As mentioned in an update to the arrest report, after having published that post I was contacted by Manyerere Jackton who had written an article about my arrest that was full of the wildest lies. In his email Manyerere's argument was "Tanzania for Tanzanians" and that I as a "mzungu" did not have a certificate to do as I wanted with his beloved country. The obvious question was to ask why Manyerere then works so hard to incite against the Tanzanians living in Loliondo for the benefit of a foreign "investor". Instead of replying Manyerere rapidly revealed an informant by sending photos telling me how every step of my "illegal activities" had been monitored. He did not explain how meeting people could be an "illegal activity" in a democratic country. Neither did he explain why the article did not have his name. The informant was the driver Mangusha who took me to Kirtalo the same day as I was arrested in the evening.
In April this same year, 2015, I had sent Manyerere Jackton the email below. He never replied to the questions in it.

Labeled-object pointing entries:
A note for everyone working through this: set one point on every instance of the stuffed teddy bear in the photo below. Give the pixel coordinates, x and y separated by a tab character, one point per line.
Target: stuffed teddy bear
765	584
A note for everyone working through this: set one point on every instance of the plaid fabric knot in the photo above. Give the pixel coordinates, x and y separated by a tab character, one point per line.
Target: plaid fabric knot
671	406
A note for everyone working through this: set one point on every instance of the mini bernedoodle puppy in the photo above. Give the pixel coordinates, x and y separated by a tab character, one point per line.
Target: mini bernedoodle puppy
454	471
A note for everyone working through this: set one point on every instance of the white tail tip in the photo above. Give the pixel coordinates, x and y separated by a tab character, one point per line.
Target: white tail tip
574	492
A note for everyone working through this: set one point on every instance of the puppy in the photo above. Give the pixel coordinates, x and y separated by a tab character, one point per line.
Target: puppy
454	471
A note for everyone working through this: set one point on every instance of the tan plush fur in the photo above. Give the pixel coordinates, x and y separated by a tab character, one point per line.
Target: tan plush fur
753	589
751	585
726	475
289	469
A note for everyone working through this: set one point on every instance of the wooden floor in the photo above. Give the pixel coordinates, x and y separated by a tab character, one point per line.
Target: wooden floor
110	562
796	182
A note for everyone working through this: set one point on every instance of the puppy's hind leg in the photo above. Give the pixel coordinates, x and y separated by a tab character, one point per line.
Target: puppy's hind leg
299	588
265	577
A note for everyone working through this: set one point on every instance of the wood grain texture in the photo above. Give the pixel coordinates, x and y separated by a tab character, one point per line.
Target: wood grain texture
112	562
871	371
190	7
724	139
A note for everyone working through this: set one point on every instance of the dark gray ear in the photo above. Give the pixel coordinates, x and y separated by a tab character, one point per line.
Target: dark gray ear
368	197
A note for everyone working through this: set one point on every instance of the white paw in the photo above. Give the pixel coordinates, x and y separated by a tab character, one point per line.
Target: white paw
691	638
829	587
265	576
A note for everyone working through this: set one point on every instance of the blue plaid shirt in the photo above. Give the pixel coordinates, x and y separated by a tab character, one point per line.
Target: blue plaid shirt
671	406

Stated goal 1:
Answer these questions from the arrest account:
(a) What did Manyerere Jackton send instead of replying to the writer's question?
(b) Who was the informant, and where had that person taken the writer?
(c) In what month and year did the writer send Manyerere Jackton an email?
Stated goal 2: Write the next part of the arrest account, starting right after its final sentence.
The data have no connection to the arrest account.

Written answer 1:
(a) Photos showing that every step of the writer's "illegal activities" had been monitored.
(b) The driver Mangusha, who took the writer to Kirtalo on the day of the arrest.
(c) April 2015.

Written answer 2:
"Dear Mr Jackton,
I have with increasing worry been reading your articles about Loliondo. Where does your immense interest for Loliondo, nationality and NGOs come from? Why aren't you writing about other areas with a border to Kenya? The border was an agreement between Germany and Great Britain, by the way. How can you write something as bizarre as that 70% of people in Loliondo would not be Tanzanian? Do you really believe this? Do you really know of any NGO person in Loliondo who isn't a Tanzanian citizen?
What’s your relation to OBC? Are you aware that this company participated in brutal, extrajudicial evictions in 2009, and that the evictions were for the benefit of OBC? A 7-year old girl was lost and has still not been found. Are you aware that OBC totally funded a crazy draft land use plan that would have led to the destruction of thousands of lives and livelihoods if not stopped?
Why are you doing this? Aren't you ashamed? Why don't you just apologize and stop inciting against the Maasai of Loliondo?
With grave concerns,
Susanna Nordlund”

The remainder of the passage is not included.